What to work on »
#1 In the passage on sensor faults and graph Laplacians, how does the damage to some individuals' position sensors show up in the Laplacian matrix?
#2 Continue the passage on sensor faults and graph Laplacians from its final sentence.

Remark 2. The communication and sensor faults assumed in this paper refer to the inability of individuals to obtain information sent by neighbors through wireless data transmission or other means. Therefore, in order to cope with situations where wireless data transmission cannot be utilized due to strong interference, the method of individuals acquiring information through sensors, such as position and velocity, is widely adopted. We further assume that position sensors of some individuals are damaged, and they are unable to obtain the position information of surrounding individuals (in fact, the processing methods for damaged position sensors and speed sensors are generally similar, and this article only discusses the former), which is reflected in the Laplacian matrix that contains all-zero rows.

2.2. Preliminaries

Lemma 1. Communication topology can be represented as a weighted directed (undirected) graph $$ G = (V_{n}, \varepsilon, A) $$ of order $$ n $$ with a vertex set $$ V_{n} = \left\{1, 2, …, n\right\} $$ and edge set $$ \varepsilon \subset V_{n} \times V_{n} $$ and a non-negative symmetric matrix $$ A =[a_{ij}]_{n \times n} $$. $$ (s_{i}, s_{j}) \in \varepsilon \Leftrightarrow a_{ij} > 0 \Leftrightarrow $$ the information of individual $$ j $$ can be captured by individual $$ i \Leftrightarrow j $$ is the neighbor member of individual $$ i $$. We assume $$ a_{ii} = 0 $$. The neighbor set of individual $$ i $$ is represented by $$ N_{i} = \left\{j|(i, j) \in \varepsilon \right\} $$. The Laplacian matrix of the weighted diagraph is defined as $$ L = [l_{ij}] $$, where $$ l_{ij} = -a_{ij} $$ and $$ l_{ii} = \Sigma_{j \neq i}a_{ij} $$.

Lemma 2[25]. If graph $$ G $$ contains at least one directed spanning tree, its corresponding Laplacian matrix $$ L $$ satisfies the following properties:

(a) $$ rank(L) = n - 1 $$;

(b) 0 is an eigenvalue of matrix $$ L $$, and $$ [l, l, …, l]^T $$ is its corresponding eigenvector;

(c) $$ \mathrm{Re}(\lambda_l) \ge 0 $$, $$ \forall i \in \left\{1, 2, …, n\right\} $$; and there is only one eigenvalue of 0;

(d) Laplacian matrix $$ L $$ related to the strongly connected graph $$ G $$ is an irreducible matrix.

Stored data »

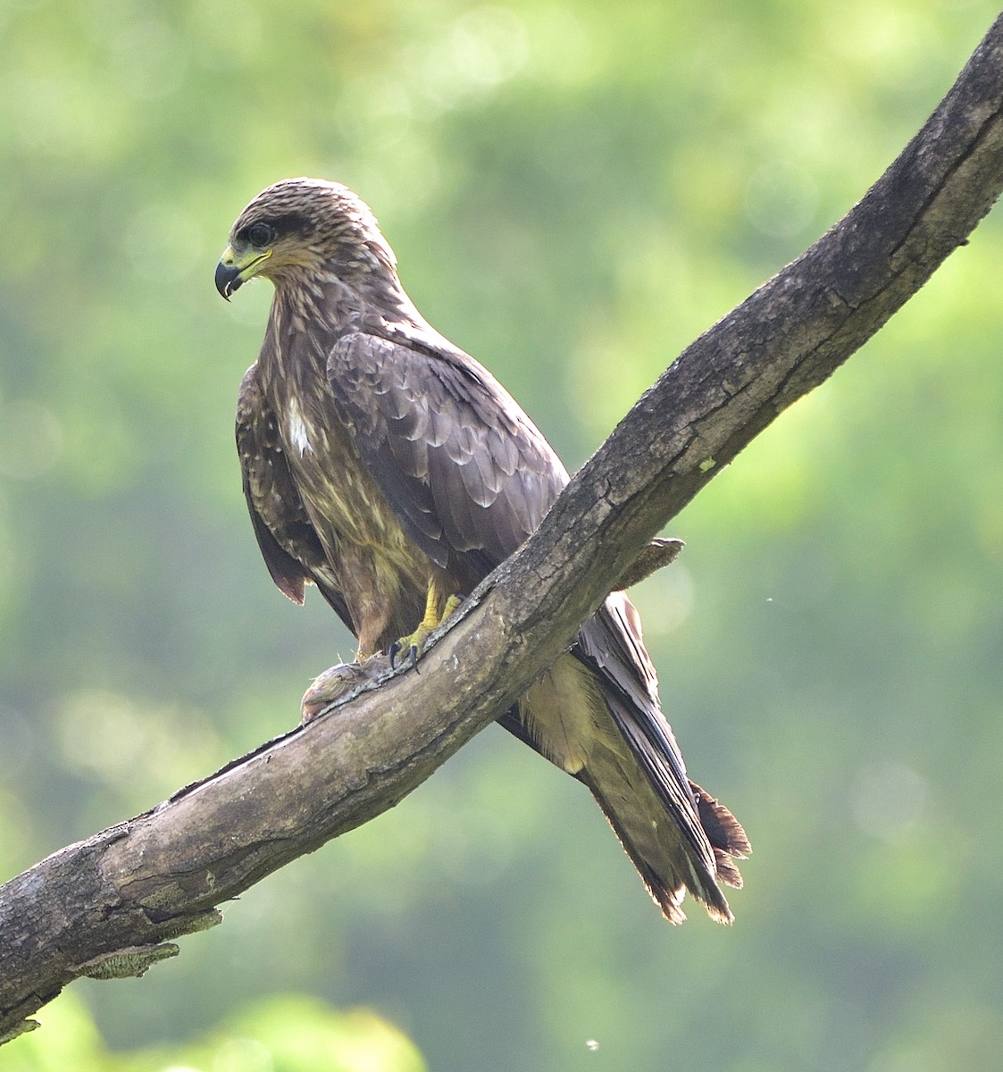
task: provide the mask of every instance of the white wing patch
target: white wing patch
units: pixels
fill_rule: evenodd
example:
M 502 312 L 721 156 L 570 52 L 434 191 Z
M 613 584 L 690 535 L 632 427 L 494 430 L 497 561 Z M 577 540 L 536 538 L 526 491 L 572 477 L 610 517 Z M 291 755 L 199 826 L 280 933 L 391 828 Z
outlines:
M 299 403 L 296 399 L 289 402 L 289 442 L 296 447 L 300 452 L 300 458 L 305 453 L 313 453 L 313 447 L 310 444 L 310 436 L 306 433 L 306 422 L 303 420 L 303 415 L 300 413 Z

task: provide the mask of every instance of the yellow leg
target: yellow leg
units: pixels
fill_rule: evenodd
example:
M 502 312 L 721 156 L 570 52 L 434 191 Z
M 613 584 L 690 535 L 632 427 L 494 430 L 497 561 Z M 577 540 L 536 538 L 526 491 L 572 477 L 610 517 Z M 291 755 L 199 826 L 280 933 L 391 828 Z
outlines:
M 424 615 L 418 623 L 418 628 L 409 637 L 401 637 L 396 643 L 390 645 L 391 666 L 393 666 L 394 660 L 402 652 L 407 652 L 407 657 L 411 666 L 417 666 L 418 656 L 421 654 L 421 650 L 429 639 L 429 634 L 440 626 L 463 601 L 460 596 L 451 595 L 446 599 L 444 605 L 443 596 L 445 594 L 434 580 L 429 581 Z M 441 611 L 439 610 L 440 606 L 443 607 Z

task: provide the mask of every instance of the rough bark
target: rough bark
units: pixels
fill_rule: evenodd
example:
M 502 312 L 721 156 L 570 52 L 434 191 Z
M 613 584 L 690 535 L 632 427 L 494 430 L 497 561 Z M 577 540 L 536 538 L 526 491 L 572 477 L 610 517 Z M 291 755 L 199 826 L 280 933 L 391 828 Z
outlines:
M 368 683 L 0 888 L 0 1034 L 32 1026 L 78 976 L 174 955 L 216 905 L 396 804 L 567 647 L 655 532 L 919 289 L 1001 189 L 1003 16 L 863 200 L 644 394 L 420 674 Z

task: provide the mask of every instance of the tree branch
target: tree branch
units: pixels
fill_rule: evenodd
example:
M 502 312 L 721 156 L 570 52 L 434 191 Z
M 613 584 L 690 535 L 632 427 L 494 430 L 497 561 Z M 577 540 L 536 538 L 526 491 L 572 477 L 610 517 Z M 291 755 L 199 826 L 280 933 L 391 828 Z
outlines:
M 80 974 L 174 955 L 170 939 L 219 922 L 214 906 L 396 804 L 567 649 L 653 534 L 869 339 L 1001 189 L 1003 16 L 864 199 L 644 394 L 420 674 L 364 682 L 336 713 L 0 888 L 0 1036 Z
---
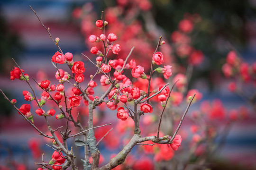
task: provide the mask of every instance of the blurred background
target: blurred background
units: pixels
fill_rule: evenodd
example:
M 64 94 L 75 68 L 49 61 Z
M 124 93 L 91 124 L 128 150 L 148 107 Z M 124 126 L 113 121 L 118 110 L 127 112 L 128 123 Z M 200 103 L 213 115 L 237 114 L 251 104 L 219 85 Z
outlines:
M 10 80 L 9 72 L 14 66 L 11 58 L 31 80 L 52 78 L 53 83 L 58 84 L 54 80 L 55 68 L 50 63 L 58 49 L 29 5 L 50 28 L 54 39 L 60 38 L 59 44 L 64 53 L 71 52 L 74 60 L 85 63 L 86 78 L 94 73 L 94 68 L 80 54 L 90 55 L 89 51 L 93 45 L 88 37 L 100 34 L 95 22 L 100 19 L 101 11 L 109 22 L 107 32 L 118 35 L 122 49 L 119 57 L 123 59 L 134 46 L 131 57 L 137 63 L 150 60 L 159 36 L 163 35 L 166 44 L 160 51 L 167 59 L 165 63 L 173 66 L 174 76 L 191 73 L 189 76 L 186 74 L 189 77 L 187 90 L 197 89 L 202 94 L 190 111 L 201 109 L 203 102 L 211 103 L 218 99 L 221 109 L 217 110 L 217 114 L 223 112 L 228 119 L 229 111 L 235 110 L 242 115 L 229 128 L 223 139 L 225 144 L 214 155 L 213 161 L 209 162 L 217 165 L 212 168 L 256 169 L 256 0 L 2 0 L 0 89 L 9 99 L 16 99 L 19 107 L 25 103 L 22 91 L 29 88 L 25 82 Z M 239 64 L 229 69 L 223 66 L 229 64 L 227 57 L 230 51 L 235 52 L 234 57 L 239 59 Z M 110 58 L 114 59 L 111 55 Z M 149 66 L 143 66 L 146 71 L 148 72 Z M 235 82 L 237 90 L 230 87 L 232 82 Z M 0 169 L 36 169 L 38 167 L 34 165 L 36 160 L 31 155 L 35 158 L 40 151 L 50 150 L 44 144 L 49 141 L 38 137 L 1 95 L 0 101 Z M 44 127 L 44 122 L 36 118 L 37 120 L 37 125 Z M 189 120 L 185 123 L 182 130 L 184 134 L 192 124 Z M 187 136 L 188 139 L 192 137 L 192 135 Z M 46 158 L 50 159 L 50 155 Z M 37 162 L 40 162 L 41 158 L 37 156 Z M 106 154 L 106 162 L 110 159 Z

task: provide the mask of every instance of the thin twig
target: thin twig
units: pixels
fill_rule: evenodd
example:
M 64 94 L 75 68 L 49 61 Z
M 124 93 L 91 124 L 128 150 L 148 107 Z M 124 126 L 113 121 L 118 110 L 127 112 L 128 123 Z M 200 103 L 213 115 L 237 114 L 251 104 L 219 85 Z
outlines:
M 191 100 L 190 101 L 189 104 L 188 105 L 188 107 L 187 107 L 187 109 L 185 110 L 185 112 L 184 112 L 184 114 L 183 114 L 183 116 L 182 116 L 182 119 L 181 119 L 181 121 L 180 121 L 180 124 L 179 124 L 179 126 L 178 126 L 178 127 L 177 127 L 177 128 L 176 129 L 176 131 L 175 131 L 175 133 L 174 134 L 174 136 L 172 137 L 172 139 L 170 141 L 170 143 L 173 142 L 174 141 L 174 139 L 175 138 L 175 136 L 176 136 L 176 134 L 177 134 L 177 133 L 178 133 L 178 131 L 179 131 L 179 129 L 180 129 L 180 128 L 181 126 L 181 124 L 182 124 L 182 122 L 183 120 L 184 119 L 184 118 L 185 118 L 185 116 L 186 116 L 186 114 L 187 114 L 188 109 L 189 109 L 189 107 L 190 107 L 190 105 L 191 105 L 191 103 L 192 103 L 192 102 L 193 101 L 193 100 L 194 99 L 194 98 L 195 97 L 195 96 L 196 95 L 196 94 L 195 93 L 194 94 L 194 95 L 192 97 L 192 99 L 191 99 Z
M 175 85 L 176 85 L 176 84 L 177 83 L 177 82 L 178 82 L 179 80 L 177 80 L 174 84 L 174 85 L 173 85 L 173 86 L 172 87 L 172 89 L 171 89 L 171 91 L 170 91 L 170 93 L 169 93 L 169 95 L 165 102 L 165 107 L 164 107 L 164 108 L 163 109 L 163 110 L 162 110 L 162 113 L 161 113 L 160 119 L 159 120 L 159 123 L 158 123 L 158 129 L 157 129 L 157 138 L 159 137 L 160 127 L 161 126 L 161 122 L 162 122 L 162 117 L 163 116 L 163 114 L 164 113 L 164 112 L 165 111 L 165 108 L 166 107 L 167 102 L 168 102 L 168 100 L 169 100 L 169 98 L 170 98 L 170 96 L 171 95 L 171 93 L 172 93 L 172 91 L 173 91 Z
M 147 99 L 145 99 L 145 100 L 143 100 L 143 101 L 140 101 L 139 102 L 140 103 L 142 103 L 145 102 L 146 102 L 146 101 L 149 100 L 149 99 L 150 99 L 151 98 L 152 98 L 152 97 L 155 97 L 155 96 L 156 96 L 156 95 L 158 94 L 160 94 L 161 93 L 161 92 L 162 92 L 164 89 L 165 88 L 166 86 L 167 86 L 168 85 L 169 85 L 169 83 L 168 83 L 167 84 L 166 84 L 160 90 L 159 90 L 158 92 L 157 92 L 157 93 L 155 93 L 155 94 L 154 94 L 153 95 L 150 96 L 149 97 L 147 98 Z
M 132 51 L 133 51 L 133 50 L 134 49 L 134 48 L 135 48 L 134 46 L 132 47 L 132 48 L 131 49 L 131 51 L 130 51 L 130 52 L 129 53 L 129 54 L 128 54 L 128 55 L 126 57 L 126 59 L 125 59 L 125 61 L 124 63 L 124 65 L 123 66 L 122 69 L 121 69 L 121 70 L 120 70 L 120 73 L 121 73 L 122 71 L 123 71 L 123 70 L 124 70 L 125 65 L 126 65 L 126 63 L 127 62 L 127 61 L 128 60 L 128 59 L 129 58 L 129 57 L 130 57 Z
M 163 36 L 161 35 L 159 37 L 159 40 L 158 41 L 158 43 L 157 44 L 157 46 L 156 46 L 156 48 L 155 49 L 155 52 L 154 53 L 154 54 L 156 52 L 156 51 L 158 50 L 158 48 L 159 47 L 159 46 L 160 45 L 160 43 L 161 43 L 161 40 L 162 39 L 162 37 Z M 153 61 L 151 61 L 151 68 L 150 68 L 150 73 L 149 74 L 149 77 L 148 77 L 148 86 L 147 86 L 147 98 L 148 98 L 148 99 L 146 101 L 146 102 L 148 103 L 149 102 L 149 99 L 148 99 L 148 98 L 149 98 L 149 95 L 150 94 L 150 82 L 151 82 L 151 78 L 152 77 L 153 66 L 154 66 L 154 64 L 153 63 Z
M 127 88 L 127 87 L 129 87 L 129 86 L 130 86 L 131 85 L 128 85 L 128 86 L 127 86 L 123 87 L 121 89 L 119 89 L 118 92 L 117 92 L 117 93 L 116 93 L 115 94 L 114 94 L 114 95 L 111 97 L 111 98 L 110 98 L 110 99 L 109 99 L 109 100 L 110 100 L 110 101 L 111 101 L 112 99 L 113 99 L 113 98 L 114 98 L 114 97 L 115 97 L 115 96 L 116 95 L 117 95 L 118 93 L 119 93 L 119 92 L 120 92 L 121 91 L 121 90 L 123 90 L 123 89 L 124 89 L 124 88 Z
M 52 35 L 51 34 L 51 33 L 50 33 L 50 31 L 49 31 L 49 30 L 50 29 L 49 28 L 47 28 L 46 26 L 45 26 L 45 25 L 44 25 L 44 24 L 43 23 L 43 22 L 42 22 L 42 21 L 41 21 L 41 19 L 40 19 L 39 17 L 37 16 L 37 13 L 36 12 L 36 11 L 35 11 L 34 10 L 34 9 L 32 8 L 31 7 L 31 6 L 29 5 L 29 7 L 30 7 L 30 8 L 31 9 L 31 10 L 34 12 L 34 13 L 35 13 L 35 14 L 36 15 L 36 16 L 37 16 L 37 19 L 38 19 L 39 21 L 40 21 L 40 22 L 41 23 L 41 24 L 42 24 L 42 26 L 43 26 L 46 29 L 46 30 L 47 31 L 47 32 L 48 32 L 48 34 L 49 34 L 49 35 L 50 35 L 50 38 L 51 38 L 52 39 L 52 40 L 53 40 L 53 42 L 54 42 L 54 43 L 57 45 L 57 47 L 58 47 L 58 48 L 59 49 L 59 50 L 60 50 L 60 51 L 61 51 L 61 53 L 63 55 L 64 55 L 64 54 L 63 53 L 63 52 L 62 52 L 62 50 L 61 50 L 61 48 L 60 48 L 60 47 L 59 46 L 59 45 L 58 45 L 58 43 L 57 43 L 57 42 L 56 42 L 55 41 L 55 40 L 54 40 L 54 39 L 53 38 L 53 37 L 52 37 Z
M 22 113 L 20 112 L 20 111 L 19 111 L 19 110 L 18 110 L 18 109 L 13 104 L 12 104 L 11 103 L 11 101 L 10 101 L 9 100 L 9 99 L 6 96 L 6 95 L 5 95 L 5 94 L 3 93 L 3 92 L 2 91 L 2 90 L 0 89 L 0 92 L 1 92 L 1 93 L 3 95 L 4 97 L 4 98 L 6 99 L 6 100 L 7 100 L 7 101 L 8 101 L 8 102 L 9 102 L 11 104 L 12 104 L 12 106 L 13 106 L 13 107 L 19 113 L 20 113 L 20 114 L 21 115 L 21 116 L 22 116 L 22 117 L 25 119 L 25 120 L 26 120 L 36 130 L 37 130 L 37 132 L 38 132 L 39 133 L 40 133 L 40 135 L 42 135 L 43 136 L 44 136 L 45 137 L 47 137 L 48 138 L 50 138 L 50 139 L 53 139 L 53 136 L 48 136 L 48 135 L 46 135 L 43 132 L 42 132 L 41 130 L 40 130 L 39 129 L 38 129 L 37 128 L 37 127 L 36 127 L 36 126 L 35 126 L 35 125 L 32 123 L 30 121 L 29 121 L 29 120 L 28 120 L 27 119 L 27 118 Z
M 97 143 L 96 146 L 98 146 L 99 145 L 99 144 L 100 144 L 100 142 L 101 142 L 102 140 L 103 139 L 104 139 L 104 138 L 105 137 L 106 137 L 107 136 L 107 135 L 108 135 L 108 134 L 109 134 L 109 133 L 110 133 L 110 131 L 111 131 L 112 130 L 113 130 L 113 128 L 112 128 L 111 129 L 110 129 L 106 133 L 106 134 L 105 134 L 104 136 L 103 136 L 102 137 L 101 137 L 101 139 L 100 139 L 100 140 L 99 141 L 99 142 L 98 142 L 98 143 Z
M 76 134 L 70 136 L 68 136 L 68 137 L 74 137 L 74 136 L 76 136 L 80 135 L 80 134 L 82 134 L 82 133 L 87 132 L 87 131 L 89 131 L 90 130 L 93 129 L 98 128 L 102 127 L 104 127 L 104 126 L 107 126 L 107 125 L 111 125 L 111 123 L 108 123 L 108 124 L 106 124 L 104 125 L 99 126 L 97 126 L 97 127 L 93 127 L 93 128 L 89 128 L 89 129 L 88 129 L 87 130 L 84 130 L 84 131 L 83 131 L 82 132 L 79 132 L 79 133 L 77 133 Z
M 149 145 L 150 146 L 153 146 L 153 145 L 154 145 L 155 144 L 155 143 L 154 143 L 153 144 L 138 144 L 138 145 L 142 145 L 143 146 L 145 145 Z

Answers provided »
#1 The Laplacian matrix contains all-zero rows.

#2
Laplacian matrix $$ L = [l_{ij}]_{n \times n} $$ and $$ H = [h_{ij}]_{n \times n} $$ are defined as:

$$ \begin{align} l_{ij} &= \left\{ \begin{array}{l} -v_{ij} \quad i \neq j\\ \sum _{j = 1}^{n}v_{ij} \quad i = j \end{array} \right.\\ h_{ij} &= \left\{ \begin{array}{l} -w_{ij} \quad i \neq j\\ \sum _{j = 1}^{n}w_{ij} \quad i = j \end{array} \right. \end{align} $$

The mass matrix of the system is recorded as $$ M = diag(m_{1}, m_{2}, …, m_{n}) > 0 $$. Describe system (1) by using matrices as follows:

$$ \ddot{x} + bM^{-1}L \otimes I_{N} \dot{x} + kM^{-1}H \otimes I_{N}x = 0 $$

Remark 3. Actual physical meaning in the formula denoted by $$ I_{N} $$ is the dimension of state space, which is usually defined as 3.

Due to the limited refresh rate and sampling frequency of sensors and processors, the event triggering mechanism is proposed to reduce the pressure on sensors and save processor resources while ensuring that they can still react quickly in the face of unexpected situations.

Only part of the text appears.